## Material supplied
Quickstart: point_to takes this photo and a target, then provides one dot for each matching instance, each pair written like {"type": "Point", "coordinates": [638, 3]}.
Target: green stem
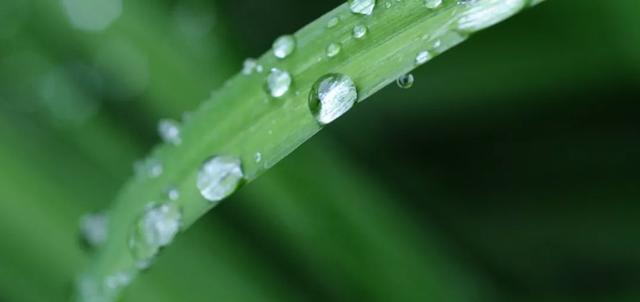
{"type": "Point", "coordinates": [241, 120]}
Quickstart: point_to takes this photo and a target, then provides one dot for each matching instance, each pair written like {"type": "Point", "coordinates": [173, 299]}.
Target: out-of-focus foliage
{"type": "Point", "coordinates": [508, 172]}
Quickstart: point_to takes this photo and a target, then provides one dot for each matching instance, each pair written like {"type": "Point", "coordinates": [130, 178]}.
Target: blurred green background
{"type": "Point", "coordinates": [509, 172]}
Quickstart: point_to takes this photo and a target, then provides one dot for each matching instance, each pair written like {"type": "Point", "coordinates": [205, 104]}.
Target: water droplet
{"type": "Point", "coordinates": [485, 13]}
{"type": "Point", "coordinates": [331, 97]}
{"type": "Point", "coordinates": [94, 229]}
{"type": "Point", "coordinates": [118, 280]}
{"type": "Point", "coordinates": [278, 82]}
{"type": "Point", "coordinates": [333, 49]}
{"type": "Point", "coordinates": [363, 7]}
{"type": "Point", "coordinates": [423, 57]}
{"type": "Point", "coordinates": [169, 131]}
{"type": "Point", "coordinates": [333, 22]}
{"type": "Point", "coordinates": [155, 228]}
{"type": "Point", "coordinates": [249, 66]}
{"type": "Point", "coordinates": [432, 4]}
{"type": "Point", "coordinates": [154, 168]}
{"type": "Point", "coordinates": [359, 31]}
{"type": "Point", "coordinates": [219, 177]}
{"type": "Point", "coordinates": [405, 81]}
{"type": "Point", "coordinates": [173, 194]}
{"type": "Point", "coordinates": [284, 46]}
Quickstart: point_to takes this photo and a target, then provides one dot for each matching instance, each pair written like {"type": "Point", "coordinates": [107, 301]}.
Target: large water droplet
{"type": "Point", "coordinates": [284, 46]}
{"type": "Point", "coordinates": [405, 81]}
{"type": "Point", "coordinates": [333, 50]}
{"type": "Point", "coordinates": [219, 177]}
{"type": "Point", "coordinates": [331, 97]}
{"type": "Point", "coordinates": [363, 7]}
{"type": "Point", "coordinates": [94, 229]}
{"type": "Point", "coordinates": [155, 228]}
{"type": "Point", "coordinates": [359, 31]}
{"type": "Point", "coordinates": [169, 131]}
{"type": "Point", "coordinates": [278, 82]}
{"type": "Point", "coordinates": [432, 4]}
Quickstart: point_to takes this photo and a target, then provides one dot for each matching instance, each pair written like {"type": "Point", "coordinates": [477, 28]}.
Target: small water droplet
{"type": "Point", "coordinates": [333, 49]}
{"type": "Point", "coordinates": [284, 46]}
{"type": "Point", "coordinates": [219, 177]}
{"type": "Point", "coordinates": [331, 97]}
{"type": "Point", "coordinates": [249, 66]}
{"type": "Point", "coordinates": [173, 194]}
{"type": "Point", "coordinates": [154, 229]}
{"type": "Point", "coordinates": [149, 167]}
{"type": "Point", "coordinates": [94, 229]}
{"type": "Point", "coordinates": [423, 57]}
{"type": "Point", "coordinates": [432, 4]}
{"type": "Point", "coordinates": [333, 22]}
{"type": "Point", "coordinates": [405, 81]}
{"type": "Point", "coordinates": [363, 7]}
{"type": "Point", "coordinates": [278, 82]}
{"type": "Point", "coordinates": [118, 280]}
{"type": "Point", "coordinates": [359, 31]}
{"type": "Point", "coordinates": [169, 131]}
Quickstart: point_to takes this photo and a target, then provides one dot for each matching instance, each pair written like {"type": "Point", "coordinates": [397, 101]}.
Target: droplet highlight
{"type": "Point", "coordinates": [405, 81]}
{"type": "Point", "coordinates": [169, 131]}
{"type": "Point", "coordinates": [359, 31]}
{"type": "Point", "coordinates": [332, 96]}
{"type": "Point", "coordinates": [278, 82]}
{"type": "Point", "coordinates": [219, 177]}
{"type": "Point", "coordinates": [362, 7]}
{"type": "Point", "coordinates": [284, 46]}
{"type": "Point", "coordinates": [333, 50]}
{"type": "Point", "coordinates": [94, 229]}
{"type": "Point", "coordinates": [432, 4]}
{"type": "Point", "coordinates": [154, 229]}
{"type": "Point", "coordinates": [423, 57]}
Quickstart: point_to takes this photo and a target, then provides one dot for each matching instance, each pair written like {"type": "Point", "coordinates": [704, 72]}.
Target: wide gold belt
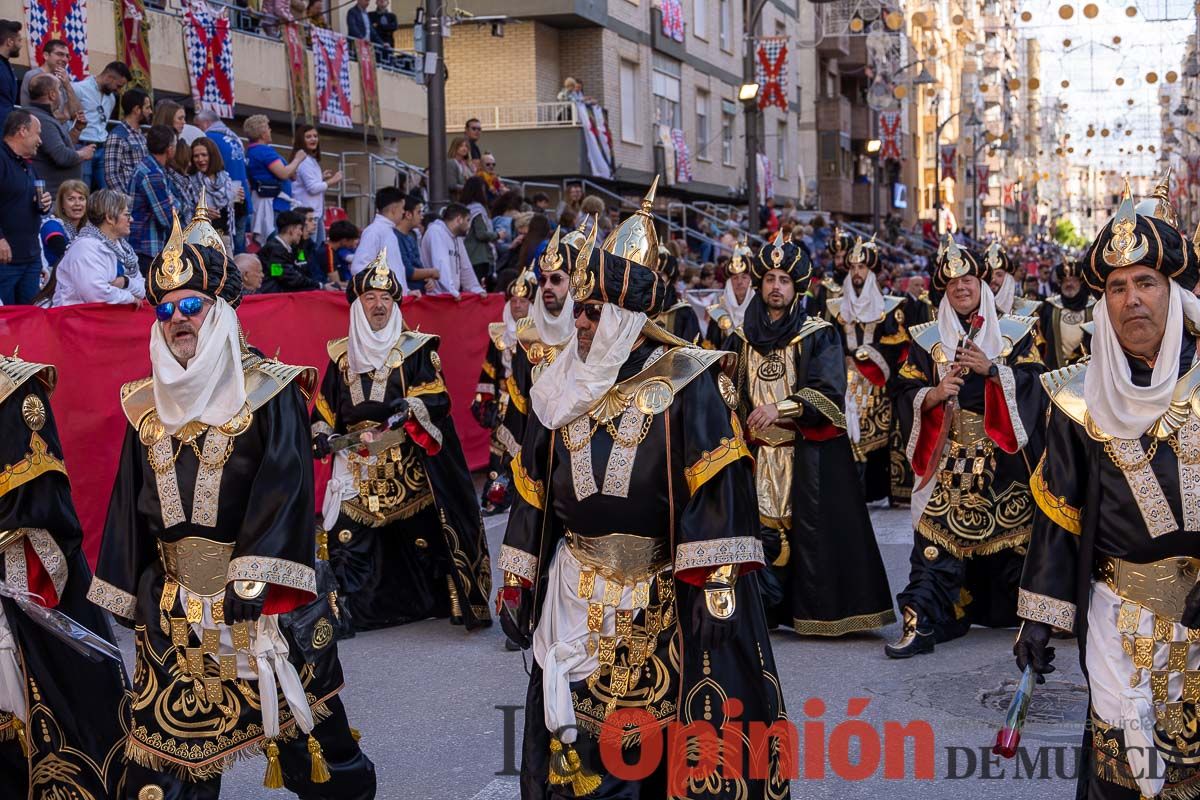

## Work order
Before printing the records again, strip out the pictures; change nothing else.

## Result
Quickstart: point_to takes this photo and a target, then provides one dot for each matching instance, each pair written like {"type": "Point", "coordinates": [638, 3]}.
Target: green stem
{"type": "Point", "coordinates": [241, 120]}
Quickstart: point_to takes this photo and a target, then provides one dot for each matching instance, each pair written like {"type": "Point", "coordinates": [173, 299]}.
Target: out-of-focus foliage
{"type": "Point", "coordinates": [508, 172]}
Quickstart: point_to takes this photo and a target, then provides one dot for each matching instance, each pair written like {"type": "Point", "coordinates": [130, 178]}.
Target: blurred green background
{"type": "Point", "coordinates": [509, 172]}
Quickstart: point_to takes this photo and a target, then provides one dot for each matching instance, each pair written like {"type": "Point", "coordinates": [205, 104]}.
Target: water droplet
{"type": "Point", "coordinates": [485, 13]}
{"type": "Point", "coordinates": [331, 97]}
{"type": "Point", "coordinates": [94, 229]}
{"type": "Point", "coordinates": [118, 280]}
{"type": "Point", "coordinates": [278, 82]}
{"type": "Point", "coordinates": [333, 49]}
{"type": "Point", "coordinates": [363, 7]}
{"type": "Point", "coordinates": [423, 57]}
{"type": "Point", "coordinates": [169, 131]}
{"type": "Point", "coordinates": [333, 22]}
{"type": "Point", "coordinates": [155, 228]}
{"type": "Point", "coordinates": [249, 66]}
{"type": "Point", "coordinates": [432, 4]}
{"type": "Point", "coordinates": [154, 168]}
{"type": "Point", "coordinates": [359, 31]}
{"type": "Point", "coordinates": [219, 177]}
{"type": "Point", "coordinates": [405, 81]}
{"type": "Point", "coordinates": [173, 194]}
{"type": "Point", "coordinates": [284, 46]}
Quickstart: point_to takes this photo and a target, then provides one dot for each matching instance, each pair written like {"type": "Point", "coordinates": [107, 301]}.
Target: large water droplet
{"type": "Point", "coordinates": [284, 46]}
{"type": "Point", "coordinates": [405, 81]}
{"type": "Point", "coordinates": [333, 50]}
{"type": "Point", "coordinates": [219, 177]}
{"type": "Point", "coordinates": [331, 97]}
{"type": "Point", "coordinates": [363, 7]}
{"type": "Point", "coordinates": [94, 229]}
{"type": "Point", "coordinates": [155, 228]}
{"type": "Point", "coordinates": [359, 31]}
{"type": "Point", "coordinates": [169, 131]}
{"type": "Point", "coordinates": [278, 82]}
{"type": "Point", "coordinates": [432, 4]}
Quickstart: point_to takes this photo and a target, then provides one dot for each matching instance, each pair written like {"type": "Point", "coordinates": [477, 28]}.
Target: small water droplet
{"type": "Point", "coordinates": [333, 49]}
{"type": "Point", "coordinates": [284, 46]}
{"type": "Point", "coordinates": [219, 177]}
{"type": "Point", "coordinates": [331, 97]}
{"type": "Point", "coordinates": [249, 66]}
{"type": "Point", "coordinates": [173, 194]}
{"type": "Point", "coordinates": [154, 229]}
{"type": "Point", "coordinates": [149, 167]}
{"type": "Point", "coordinates": [94, 229]}
{"type": "Point", "coordinates": [423, 57]}
{"type": "Point", "coordinates": [432, 4]}
{"type": "Point", "coordinates": [333, 22]}
{"type": "Point", "coordinates": [405, 81]}
{"type": "Point", "coordinates": [363, 7]}
{"type": "Point", "coordinates": [278, 82]}
{"type": "Point", "coordinates": [118, 280]}
{"type": "Point", "coordinates": [359, 31]}
{"type": "Point", "coordinates": [169, 131]}
Quickstart: point_to takes this photo and a target, then provides one dot for each matching instance, each pair written like {"type": "Point", "coordinates": [397, 101]}.
Target: droplet highlight
{"type": "Point", "coordinates": [405, 81]}
{"type": "Point", "coordinates": [169, 131]}
{"type": "Point", "coordinates": [359, 31]}
{"type": "Point", "coordinates": [332, 96]}
{"type": "Point", "coordinates": [278, 82]}
{"type": "Point", "coordinates": [219, 177]}
{"type": "Point", "coordinates": [362, 7]}
{"type": "Point", "coordinates": [284, 46]}
{"type": "Point", "coordinates": [333, 50]}
{"type": "Point", "coordinates": [94, 229]}
{"type": "Point", "coordinates": [432, 4]}
{"type": "Point", "coordinates": [154, 229]}
{"type": "Point", "coordinates": [423, 57]}
Quickstart: point_to takes this photo and a target, then provides one dot for each matching instance, each pair written like {"type": "Point", "coordinates": [704, 72]}.
Target: wide gold belt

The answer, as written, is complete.